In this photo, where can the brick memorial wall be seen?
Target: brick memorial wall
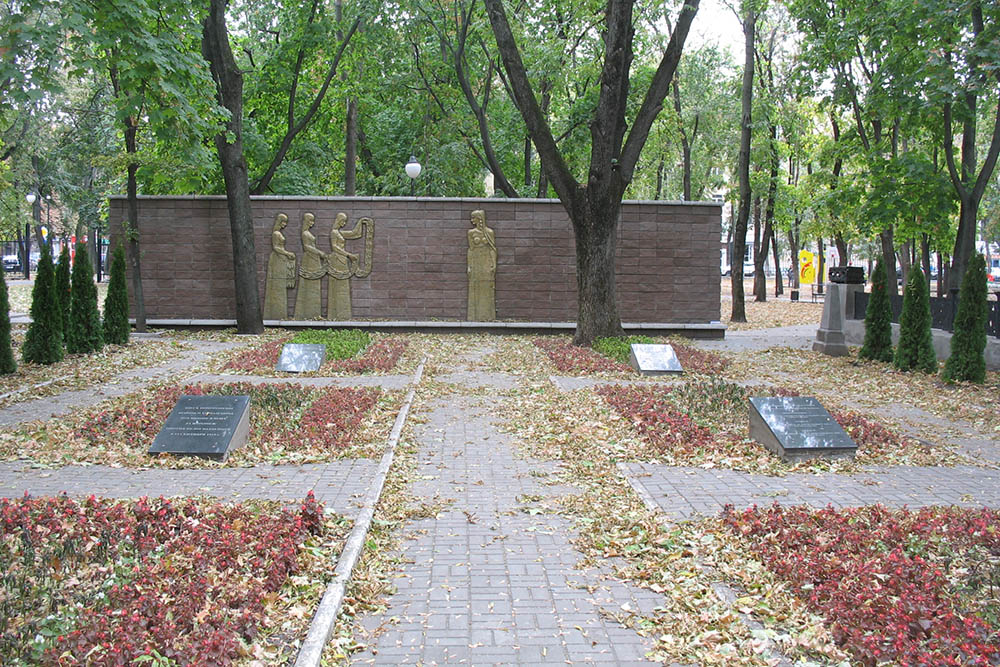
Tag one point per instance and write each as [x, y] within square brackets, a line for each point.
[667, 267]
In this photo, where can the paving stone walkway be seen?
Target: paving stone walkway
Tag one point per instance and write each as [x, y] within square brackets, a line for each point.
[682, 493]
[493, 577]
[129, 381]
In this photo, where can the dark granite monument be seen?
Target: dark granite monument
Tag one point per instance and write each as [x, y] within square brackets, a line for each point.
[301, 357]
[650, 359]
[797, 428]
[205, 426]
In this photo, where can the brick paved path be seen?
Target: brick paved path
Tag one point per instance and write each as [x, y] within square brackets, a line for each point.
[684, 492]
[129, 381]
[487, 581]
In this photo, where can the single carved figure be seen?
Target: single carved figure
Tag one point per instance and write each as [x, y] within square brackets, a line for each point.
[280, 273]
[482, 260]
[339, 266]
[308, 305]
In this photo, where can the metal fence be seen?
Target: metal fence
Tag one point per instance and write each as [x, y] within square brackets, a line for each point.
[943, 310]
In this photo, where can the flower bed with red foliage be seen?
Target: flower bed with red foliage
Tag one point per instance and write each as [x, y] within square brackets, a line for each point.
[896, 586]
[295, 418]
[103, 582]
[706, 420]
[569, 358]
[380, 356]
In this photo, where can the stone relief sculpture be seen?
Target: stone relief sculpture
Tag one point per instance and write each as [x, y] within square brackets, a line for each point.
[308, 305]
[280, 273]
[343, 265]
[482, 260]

--

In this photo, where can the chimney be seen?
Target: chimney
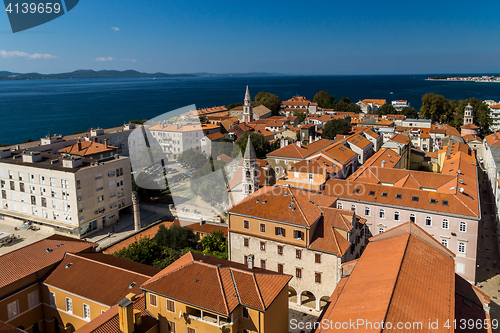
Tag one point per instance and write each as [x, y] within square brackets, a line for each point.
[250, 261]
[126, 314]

● **BRIEF**
If a line in the material above holds "single", copy it.

● **EXERCISE RESULT**
In this photo, where can the single carved figure be seen?
Target: single carved figure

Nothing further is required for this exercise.